In the comment thread below, which technology does TSMC's N2 node use first?

***** Text provided

It's easy to dismiss economic impact in conflicts. Even the phrasing "economic factors alone have rarely prevented conflicts" is a little glib. US administrations (and all others) have to remember how the Cold War ended; The Oil Shock; the effect of fracking on the viability of action in the middle east (thrown together in one salad :-); the whole point of much conflict in the middle east; the Houthis firing at ships passing by; etc, etc.
So not all conflict is tied-in with economics sure but wouldn't loosing most TSMC production and china-based supply chains be a major shock? For all sides? And as such would be taken into account?
The chip foundries are just one factor in the importance of Taiwan. What matters more is that control over Taiwan would vastly simplifies to exercise control over what China perceives as their territorial waters (not just as their Exclusive Economic Zone!). The economic impact can be tanked by a national economy and is easily justified in the name of furthering national security, as it would severity weaken US influence in the whole region.
At the same time, you would think by now there would be better planning - preserving useful farming soil for farming. But yeah, the difference is too high for most places to bother. In any country I know of.
It's fair also that some farming activity is not very compatible with high human density nearby, such as spraying and dust. So it's hard to intersperse high rises with production farmland.
If this isn't a joke, you are wrong. What a world we live in.
> Today, terms such as “2 nanometer” and “3 nanometer” are widely used as shorthand for each new generation of chip, rather than a semiconductor's actual physical dimensions.
Its almost as if we live in 1984 where newspeak goes un-noticed
I think that’s a popular sentiment, but we should all appreciate the person who answered your question as if it was good-faith, right? That’s a good instinct for somebody to have.
for sure... I didn't down-vote him unlike some other people... I can't down-vote on this account anyways (I actually up-voted him because I saw his comment had been shadow banned, which is another terrible practice... humans are messed up, I hope AI takes over, for the better or the worst)
Reminder that technology nodes (5nm, 2nm, etc.) refer to the smallest feature, not some dimension of the transistor channel. For reference, a silicon atom is 0.21nm.
They used to refer to the smallest features, but they haven't had any real meaning for a long time now. The names of the nodes don't correspond to any physical feature of the actual transistor anymore.
Who cares? It's not like most of us are designing logic gate cells for chips. The transistor dimensions are irrelevant to us.
I really don't understand why this keeps getting brought up. It's not even an interesting fact.
When the chip manufacturing industry started finding other ways to increase logic density, improve timing, reduce power consumption, etc, they just started bumping down the "nm" number to indicate the improved performance, in a similar way as reducing the transistor gate length would have done before. Simple as that.
This is the first time TSMC has done two large feature set in one node generation. TSMC's N2 will first use gate-all-around (GAA), with an improved N2P coming with BackSide Power Delivery Network (BSPDN).
As with any new large node features, capacity will be constrained, so instead of the usual one additional Fab online per year expansion in leading node, they are bringing online 3 in the space of 2 years. This is also discounting that we dont know the total Wafer output of each Fab. But if we look at the recent Q4 report it does seems HPC ( or likely AI ) has infinite appetite for wafer capacity. So I wont be surprised if it is indeed a substantial increase in wafer capacity on leading node.
We will know ( or we can infer it ) once they start doing 2nm revenue reporting. TSMC tends to be very transparent with these sort of things. Something I hope Intel IFS will copy as well.

**********
***** Records provided

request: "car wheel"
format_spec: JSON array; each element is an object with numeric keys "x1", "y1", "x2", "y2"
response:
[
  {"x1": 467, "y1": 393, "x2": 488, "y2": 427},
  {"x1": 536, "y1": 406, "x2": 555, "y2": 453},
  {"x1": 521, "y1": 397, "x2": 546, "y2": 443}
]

**********

* Solution below
Gate-all-around (GAA).